The Union Canal passes through Winchburgh.

The canal no longer operates as a transport link, but is now used for fishing, magnet fishing and some leisure boating. It has a towpath previously used by the horses which drew canal bargess and which is now used as a footpath, the foot paths are popular places for dog walkers, bikers, runners and walkers

The Bridge 19-40 Canal Society (a non-profit) has a base at Winchburgh on the canal, and it operates seasonal boat trips departing from Port Buchan located in neighbouring Broxburn on West Main Street.

==Sport==
Niddrie Castle Golf Club has an 18-hole, 5914 yd long, par 70 golf course, located in and around the grounds of the historic Niddry Castle. The club was established in 1926.

Winchburgh Bowling Club was established in 1913 by local miners and the clubhouse has a 150-capacity function room for social occasions, such as weddings.

In July 2007, parents from local schools formed a boys' football team, taking the name of the former Winchburgh Albion, which had folded in the 1970s. This evolved over the next decade and there now exists multiple girls, boys and joint underage teams registered with the SFA under the banner of the Winchburgh Albion Youth Football Club.

The original Winchburgh Albion FC had produced several senior football players, including Willie Thornton who had a long career with Rangers as player and later, assistant manager, after managing Dundee and Partick Thistle. John Gorman is another former Winchburgh player; he started his senior career with Celtic, before going on have playing success with Carlisle, Tottenham Hotspur and as a coach with several clubs, including his present role at MK Dons. He was also assistant manager of the England international team from 1996 to 1999, under the management of Glenn Hoddle.

In November 2021 the 2012 boys football team broke away from Winchburgh Albion YFC to form Winchburgh Violets Youth Football Club. The Violets play in the West Lothian Soccer Development Association league, and play their home games at the newly opened Winchburgh Sport and Wellbeing Hub.
——
(ASSIGNMENT): Decide whether each statement agrees with the Winchburgh text, answering yes or no and quoting the exact words of the text that settle it. (a) Niddrie Castle Golf Club was established in 1913. (b) Winchburgh Bowling Club was founded by local miners. (c) Winchburgh Violets Youth Football Club plays its home games at Port Buchan.

(AVAILABLE DATA):
——
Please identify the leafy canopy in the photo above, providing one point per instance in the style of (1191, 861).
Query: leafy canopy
——
(OUTPUT):
(a) No: "The club was established in 1926."
(b) Yes: "Winchburgh Bowling Club was established in 1913 by local miners"
(c) No: "play their home games at the newly opened Winchburgh Sport and Wellbeing Hub"